> Instructions for the task: Count the lines in the records below that contain the string "sofa". Reply with the number alone.

───── Supplied material ─────

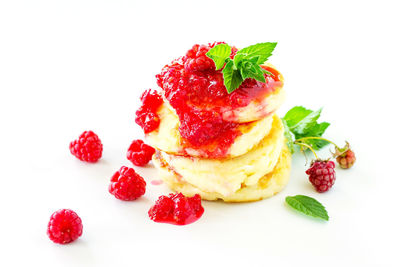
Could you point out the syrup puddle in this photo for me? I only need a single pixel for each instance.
(156, 182)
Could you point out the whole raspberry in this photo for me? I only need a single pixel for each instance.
(177, 209)
(127, 185)
(345, 156)
(151, 99)
(322, 175)
(146, 115)
(147, 119)
(87, 147)
(139, 153)
(162, 210)
(197, 60)
(64, 226)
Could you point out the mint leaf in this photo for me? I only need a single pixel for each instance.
(262, 50)
(317, 131)
(295, 115)
(232, 77)
(306, 123)
(245, 64)
(289, 137)
(308, 205)
(219, 54)
(251, 70)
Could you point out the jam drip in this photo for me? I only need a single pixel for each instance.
(177, 209)
(197, 92)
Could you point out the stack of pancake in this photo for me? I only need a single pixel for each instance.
(256, 165)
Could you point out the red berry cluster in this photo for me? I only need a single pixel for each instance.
(197, 60)
(146, 115)
(87, 147)
(322, 175)
(345, 157)
(139, 153)
(177, 209)
(64, 226)
(127, 185)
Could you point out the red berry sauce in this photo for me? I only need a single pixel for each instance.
(177, 209)
(146, 115)
(196, 91)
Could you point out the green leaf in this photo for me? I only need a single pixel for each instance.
(308, 205)
(316, 131)
(302, 122)
(219, 54)
(250, 70)
(306, 123)
(295, 115)
(262, 50)
(232, 77)
(289, 137)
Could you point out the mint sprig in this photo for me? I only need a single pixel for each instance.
(299, 123)
(308, 206)
(245, 64)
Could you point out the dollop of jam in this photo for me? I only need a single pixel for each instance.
(177, 209)
(196, 91)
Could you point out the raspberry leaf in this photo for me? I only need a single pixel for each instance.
(232, 77)
(219, 54)
(302, 122)
(308, 206)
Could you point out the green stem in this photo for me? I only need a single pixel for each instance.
(307, 146)
(319, 138)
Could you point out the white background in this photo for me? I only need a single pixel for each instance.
(70, 66)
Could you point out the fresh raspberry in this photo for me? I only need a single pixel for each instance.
(345, 157)
(151, 99)
(147, 119)
(197, 60)
(322, 175)
(162, 210)
(87, 147)
(64, 226)
(146, 115)
(127, 185)
(139, 153)
(177, 209)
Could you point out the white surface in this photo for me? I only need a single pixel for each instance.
(68, 66)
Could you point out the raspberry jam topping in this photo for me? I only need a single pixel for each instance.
(146, 116)
(177, 209)
(196, 91)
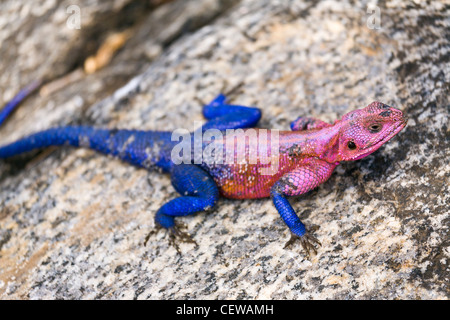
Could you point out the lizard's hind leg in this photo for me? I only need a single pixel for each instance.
(198, 192)
(224, 116)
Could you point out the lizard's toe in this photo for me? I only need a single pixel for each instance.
(308, 242)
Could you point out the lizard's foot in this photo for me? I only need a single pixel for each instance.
(175, 236)
(307, 241)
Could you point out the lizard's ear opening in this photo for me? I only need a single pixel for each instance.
(351, 145)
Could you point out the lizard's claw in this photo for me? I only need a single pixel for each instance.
(175, 236)
(307, 241)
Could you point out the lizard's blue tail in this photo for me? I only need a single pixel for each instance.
(11, 105)
(142, 148)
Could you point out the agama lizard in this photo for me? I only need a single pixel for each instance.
(306, 157)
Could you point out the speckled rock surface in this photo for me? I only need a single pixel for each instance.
(73, 222)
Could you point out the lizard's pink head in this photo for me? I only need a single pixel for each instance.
(364, 131)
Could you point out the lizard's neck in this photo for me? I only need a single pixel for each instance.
(321, 143)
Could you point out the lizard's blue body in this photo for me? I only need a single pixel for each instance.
(307, 157)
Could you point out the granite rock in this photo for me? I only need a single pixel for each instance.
(73, 222)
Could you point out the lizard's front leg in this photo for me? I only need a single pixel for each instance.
(297, 182)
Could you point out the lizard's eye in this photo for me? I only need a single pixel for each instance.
(376, 127)
(351, 145)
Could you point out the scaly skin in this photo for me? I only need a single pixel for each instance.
(304, 158)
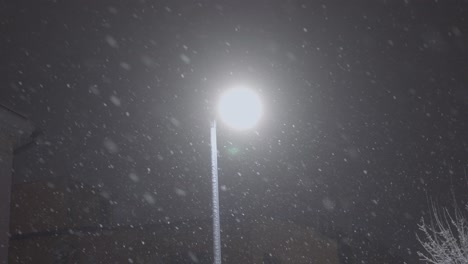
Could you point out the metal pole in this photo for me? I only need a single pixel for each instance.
(215, 187)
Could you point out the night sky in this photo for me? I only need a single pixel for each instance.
(366, 107)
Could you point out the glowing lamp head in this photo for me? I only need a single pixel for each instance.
(240, 108)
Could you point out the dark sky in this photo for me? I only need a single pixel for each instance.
(365, 120)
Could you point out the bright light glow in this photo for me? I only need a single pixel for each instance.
(240, 108)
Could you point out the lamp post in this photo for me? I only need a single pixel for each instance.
(240, 108)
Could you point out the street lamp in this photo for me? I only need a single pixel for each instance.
(240, 108)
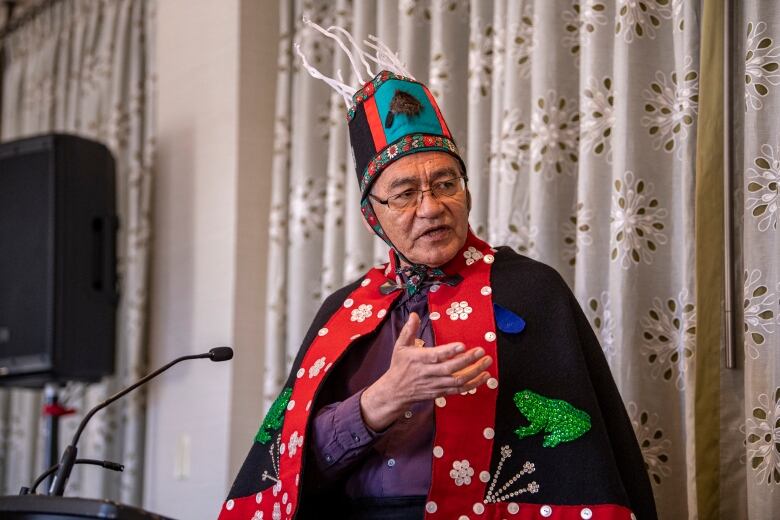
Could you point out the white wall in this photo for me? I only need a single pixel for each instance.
(216, 77)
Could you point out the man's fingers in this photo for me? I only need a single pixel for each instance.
(474, 383)
(409, 331)
(452, 385)
(464, 376)
(442, 352)
(459, 362)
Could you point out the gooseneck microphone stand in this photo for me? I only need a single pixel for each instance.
(68, 458)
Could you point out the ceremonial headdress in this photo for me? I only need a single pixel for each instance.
(391, 115)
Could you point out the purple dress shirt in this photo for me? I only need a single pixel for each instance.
(395, 462)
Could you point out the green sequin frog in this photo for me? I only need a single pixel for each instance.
(561, 421)
(274, 418)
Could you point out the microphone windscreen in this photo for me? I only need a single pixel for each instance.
(221, 353)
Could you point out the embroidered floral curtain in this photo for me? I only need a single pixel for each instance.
(86, 67)
(757, 175)
(577, 120)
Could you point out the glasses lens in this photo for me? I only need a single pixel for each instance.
(404, 199)
(448, 187)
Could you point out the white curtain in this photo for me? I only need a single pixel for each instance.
(577, 120)
(757, 83)
(85, 67)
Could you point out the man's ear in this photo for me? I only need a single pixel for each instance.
(365, 225)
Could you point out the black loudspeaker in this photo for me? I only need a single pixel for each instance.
(58, 291)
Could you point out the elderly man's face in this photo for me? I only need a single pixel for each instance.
(433, 231)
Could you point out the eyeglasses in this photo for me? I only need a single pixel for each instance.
(409, 199)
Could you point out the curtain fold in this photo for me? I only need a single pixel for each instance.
(578, 124)
(709, 260)
(757, 176)
(86, 67)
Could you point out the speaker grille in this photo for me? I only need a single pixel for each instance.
(26, 247)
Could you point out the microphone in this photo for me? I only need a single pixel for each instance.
(68, 459)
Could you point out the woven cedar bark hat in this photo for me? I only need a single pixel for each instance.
(391, 116)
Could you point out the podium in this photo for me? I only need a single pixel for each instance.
(44, 507)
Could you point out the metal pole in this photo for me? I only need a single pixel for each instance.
(51, 431)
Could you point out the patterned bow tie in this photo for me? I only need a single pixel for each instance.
(413, 278)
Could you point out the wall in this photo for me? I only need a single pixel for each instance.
(216, 64)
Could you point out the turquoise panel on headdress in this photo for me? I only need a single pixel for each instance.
(425, 122)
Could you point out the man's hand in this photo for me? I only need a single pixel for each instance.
(420, 374)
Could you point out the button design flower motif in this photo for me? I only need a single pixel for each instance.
(459, 311)
(361, 313)
(461, 472)
(295, 442)
(471, 255)
(316, 367)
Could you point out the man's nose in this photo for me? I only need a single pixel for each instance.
(429, 204)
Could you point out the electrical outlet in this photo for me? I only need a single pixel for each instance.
(181, 459)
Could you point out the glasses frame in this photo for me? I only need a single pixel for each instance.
(421, 193)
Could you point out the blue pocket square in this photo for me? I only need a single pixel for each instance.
(507, 321)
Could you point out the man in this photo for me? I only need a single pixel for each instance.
(458, 381)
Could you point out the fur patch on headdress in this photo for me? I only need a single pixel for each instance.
(402, 103)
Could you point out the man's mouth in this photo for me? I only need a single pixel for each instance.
(434, 233)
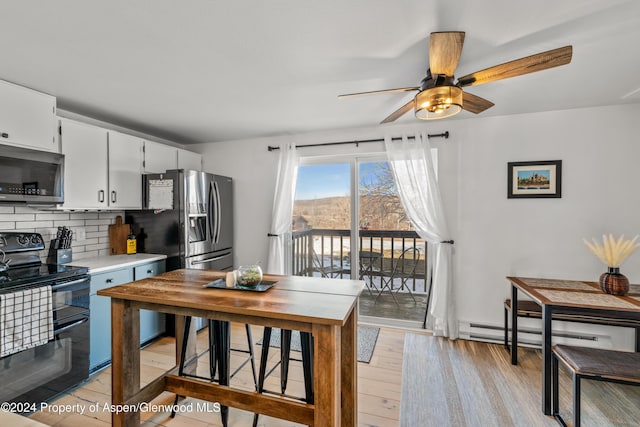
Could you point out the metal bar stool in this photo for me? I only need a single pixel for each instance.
(306, 344)
(594, 364)
(219, 356)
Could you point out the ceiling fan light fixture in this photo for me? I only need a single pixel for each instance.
(438, 102)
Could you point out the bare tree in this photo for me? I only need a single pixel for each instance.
(380, 206)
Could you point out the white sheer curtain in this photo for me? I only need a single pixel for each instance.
(415, 178)
(279, 260)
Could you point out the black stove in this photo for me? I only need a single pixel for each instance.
(20, 263)
(31, 374)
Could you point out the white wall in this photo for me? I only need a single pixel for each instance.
(495, 236)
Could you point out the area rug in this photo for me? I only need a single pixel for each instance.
(367, 338)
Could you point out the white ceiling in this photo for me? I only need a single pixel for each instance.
(206, 70)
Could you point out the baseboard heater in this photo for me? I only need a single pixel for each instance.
(527, 337)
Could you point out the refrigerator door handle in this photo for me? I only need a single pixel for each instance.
(210, 215)
(218, 211)
(216, 258)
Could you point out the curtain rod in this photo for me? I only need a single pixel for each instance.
(444, 135)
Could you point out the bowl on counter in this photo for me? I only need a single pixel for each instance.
(249, 276)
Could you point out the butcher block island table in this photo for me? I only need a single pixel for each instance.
(327, 308)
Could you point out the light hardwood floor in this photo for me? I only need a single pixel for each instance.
(379, 385)
(443, 383)
(474, 384)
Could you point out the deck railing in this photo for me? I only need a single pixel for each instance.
(325, 252)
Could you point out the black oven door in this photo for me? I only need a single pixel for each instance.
(36, 375)
(40, 373)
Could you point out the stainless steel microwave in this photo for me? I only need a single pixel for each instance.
(31, 176)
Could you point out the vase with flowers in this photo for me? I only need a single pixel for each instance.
(612, 252)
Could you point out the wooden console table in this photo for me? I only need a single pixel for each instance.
(573, 296)
(325, 307)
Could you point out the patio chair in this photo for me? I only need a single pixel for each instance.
(327, 270)
(403, 268)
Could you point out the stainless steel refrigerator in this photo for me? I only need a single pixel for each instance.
(187, 215)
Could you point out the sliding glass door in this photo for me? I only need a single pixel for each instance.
(348, 222)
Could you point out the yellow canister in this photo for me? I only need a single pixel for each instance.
(131, 244)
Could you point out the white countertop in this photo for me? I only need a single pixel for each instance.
(112, 262)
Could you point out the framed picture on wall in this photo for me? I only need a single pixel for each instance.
(542, 179)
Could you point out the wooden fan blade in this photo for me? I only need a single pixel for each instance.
(444, 52)
(518, 67)
(376, 92)
(399, 112)
(475, 104)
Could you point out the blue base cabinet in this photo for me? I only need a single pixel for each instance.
(152, 324)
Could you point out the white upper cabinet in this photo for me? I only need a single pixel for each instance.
(102, 168)
(85, 169)
(27, 118)
(158, 158)
(125, 171)
(189, 160)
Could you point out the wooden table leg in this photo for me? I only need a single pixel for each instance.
(326, 373)
(546, 359)
(125, 360)
(349, 371)
(514, 325)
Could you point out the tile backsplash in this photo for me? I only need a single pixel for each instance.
(90, 229)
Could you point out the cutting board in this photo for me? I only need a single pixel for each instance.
(118, 234)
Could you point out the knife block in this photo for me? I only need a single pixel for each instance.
(59, 256)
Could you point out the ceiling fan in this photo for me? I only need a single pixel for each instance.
(439, 97)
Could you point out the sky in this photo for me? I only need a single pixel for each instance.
(327, 180)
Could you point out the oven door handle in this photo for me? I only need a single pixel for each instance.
(70, 326)
(216, 258)
(71, 283)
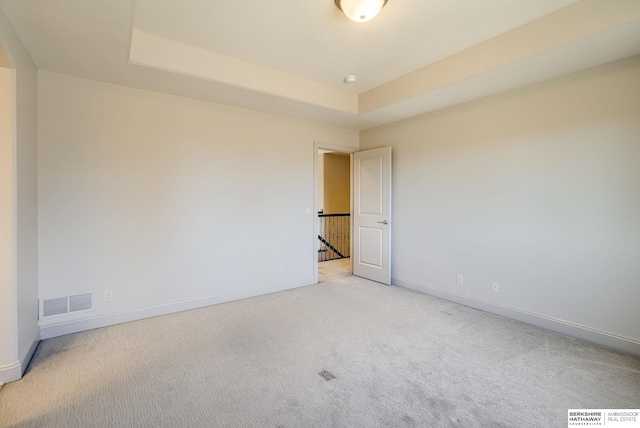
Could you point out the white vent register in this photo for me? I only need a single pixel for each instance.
(66, 304)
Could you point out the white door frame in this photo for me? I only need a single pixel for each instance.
(334, 148)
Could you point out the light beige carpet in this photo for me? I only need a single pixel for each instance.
(398, 358)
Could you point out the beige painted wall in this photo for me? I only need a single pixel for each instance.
(24, 173)
(170, 202)
(537, 189)
(336, 187)
(8, 321)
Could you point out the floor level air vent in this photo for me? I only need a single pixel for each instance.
(54, 306)
(66, 304)
(80, 302)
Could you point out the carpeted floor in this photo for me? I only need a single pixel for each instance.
(393, 357)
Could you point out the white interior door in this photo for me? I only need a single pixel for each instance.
(372, 214)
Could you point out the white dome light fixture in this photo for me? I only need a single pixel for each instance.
(360, 10)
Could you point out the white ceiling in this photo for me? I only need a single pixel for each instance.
(290, 56)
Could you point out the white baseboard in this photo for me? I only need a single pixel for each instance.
(26, 357)
(54, 329)
(14, 371)
(569, 328)
(10, 372)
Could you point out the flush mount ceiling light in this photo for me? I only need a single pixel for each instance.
(360, 10)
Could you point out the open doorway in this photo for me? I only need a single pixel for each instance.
(333, 206)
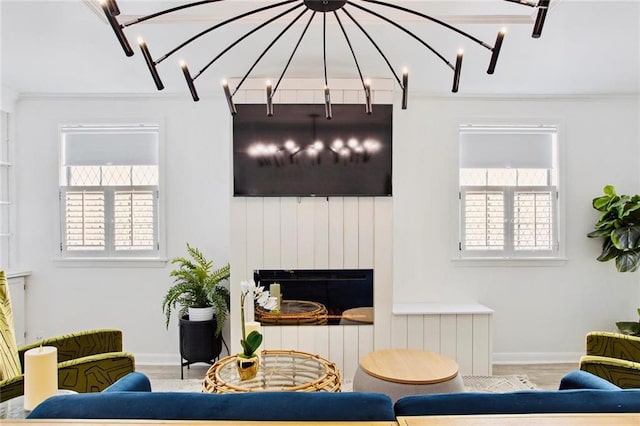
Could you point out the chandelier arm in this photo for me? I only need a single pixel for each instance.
(375, 45)
(164, 12)
(324, 47)
(280, 15)
(523, 2)
(425, 44)
(432, 19)
(264, 52)
(232, 19)
(293, 53)
(346, 37)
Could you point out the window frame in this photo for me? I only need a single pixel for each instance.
(110, 256)
(557, 256)
(509, 251)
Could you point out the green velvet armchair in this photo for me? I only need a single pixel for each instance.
(614, 357)
(88, 361)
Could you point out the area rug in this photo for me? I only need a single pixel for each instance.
(471, 383)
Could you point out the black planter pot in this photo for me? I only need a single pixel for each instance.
(198, 342)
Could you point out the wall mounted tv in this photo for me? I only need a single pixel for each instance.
(298, 152)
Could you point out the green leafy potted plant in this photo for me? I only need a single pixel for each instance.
(247, 360)
(197, 286)
(619, 227)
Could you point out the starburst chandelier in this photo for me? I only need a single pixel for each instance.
(313, 8)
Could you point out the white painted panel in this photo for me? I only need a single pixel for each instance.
(272, 337)
(18, 308)
(321, 233)
(464, 343)
(336, 233)
(351, 233)
(365, 340)
(289, 337)
(239, 269)
(321, 339)
(431, 333)
(255, 235)
(415, 332)
(306, 339)
(306, 218)
(366, 232)
(271, 233)
(383, 271)
(288, 232)
(399, 331)
(336, 346)
(482, 364)
(351, 357)
(448, 338)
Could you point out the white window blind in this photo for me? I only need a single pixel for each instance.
(109, 191)
(508, 191)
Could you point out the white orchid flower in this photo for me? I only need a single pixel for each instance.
(271, 303)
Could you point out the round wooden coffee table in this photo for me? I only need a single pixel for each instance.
(400, 372)
(279, 371)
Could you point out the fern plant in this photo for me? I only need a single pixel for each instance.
(196, 285)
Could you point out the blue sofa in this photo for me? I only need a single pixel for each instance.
(579, 392)
(131, 398)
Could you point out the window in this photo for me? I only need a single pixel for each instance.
(109, 191)
(508, 191)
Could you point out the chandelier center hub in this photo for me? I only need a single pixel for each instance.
(324, 5)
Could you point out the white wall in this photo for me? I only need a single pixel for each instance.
(61, 298)
(541, 312)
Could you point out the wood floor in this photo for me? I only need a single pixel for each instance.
(545, 376)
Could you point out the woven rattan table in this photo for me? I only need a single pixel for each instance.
(294, 312)
(279, 371)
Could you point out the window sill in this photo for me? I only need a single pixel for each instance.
(92, 262)
(509, 261)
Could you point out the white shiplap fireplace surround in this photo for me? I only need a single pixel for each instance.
(344, 233)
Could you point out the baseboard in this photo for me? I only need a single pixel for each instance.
(536, 357)
(157, 359)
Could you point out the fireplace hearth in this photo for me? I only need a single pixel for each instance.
(320, 296)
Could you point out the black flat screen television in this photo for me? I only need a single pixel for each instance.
(298, 152)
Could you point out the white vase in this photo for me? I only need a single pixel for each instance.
(201, 314)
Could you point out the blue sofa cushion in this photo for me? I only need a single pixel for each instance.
(579, 379)
(521, 402)
(273, 406)
(131, 382)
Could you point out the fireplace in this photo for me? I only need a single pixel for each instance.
(319, 296)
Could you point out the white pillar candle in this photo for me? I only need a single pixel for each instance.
(40, 375)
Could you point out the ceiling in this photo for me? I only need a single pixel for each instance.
(66, 47)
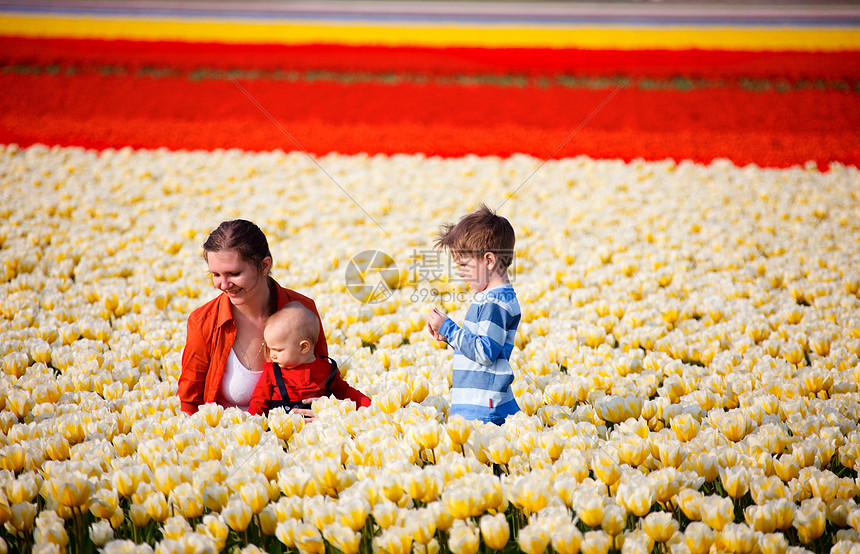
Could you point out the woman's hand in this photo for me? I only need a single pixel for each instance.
(306, 413)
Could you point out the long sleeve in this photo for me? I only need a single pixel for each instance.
(484, 348)
(196, 361)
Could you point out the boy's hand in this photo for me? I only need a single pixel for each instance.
(435, 319)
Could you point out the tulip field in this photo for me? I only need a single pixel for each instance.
(687, 364)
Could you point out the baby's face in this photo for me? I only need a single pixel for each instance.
(284, 347)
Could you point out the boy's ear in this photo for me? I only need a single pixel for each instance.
(491, 261)
(304, 346)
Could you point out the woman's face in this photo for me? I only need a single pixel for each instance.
(239, 279)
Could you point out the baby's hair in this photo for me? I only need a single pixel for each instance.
(295, 316)
(477, 233)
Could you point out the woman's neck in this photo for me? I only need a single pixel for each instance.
(256, 307)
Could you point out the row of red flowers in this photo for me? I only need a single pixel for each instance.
(436, 61)
(100, 111)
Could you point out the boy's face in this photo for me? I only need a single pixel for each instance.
(475, 271)
(285, 348)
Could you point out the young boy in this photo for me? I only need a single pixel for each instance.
(482, 246)
(295, 373)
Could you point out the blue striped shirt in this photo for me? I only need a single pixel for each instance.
(482, 371)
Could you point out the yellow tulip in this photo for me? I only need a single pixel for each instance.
(699, 537)
(444, 519)
(764, 488)
(139, 515)
(499, 450)
(636, 495)
(214, 527)
(22, 516)
(237, 514)
(660, 526)
(760, 518)
(73, 490)
(737, 537)
(824, 485)
(352, 512)
(343, 538)
(385, 514)
(595, 542)
(810, 520)
(215, 496)
(461, 503)
(773, 543)
(293, 481)
(533, 539)
(286, 532)
(685, 426)
(187, 500)
(495, 531)
(156, 506)
(614, 517)
(52, 533)
(589, 508)
(426, 434)
(175, 528)
(632, 450)
(320, 514)
(605, 468)
(104, 503)
(422, 525)
(463, 539)
(394, 540)
(255, 496)
(735, 481)
(100, 533)
(566, 538)
(459, 429)
(717, 512)
(308, 539)
(786, 467)
(23, 489)
(530, 493)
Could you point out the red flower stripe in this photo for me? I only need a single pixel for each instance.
(433, 61)
(766, 128)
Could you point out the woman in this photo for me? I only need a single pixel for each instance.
(224, 350)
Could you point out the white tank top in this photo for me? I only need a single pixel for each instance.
(237, 384)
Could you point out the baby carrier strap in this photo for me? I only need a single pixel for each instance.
(279, 379)
(332, 374)
(282, 387)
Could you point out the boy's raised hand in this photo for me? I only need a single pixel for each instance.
(435, 319)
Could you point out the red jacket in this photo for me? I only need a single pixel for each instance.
(304, 381)
(211, 332)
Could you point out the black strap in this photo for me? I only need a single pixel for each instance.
(334, 372)
(279, 379)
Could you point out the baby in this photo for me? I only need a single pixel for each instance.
(295, 373)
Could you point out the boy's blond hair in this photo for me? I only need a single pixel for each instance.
(477, 233)
(293, 316)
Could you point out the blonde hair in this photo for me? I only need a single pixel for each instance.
(295, 317)
(477, 233)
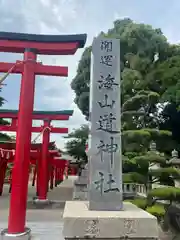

─────

> Solved exercise: 2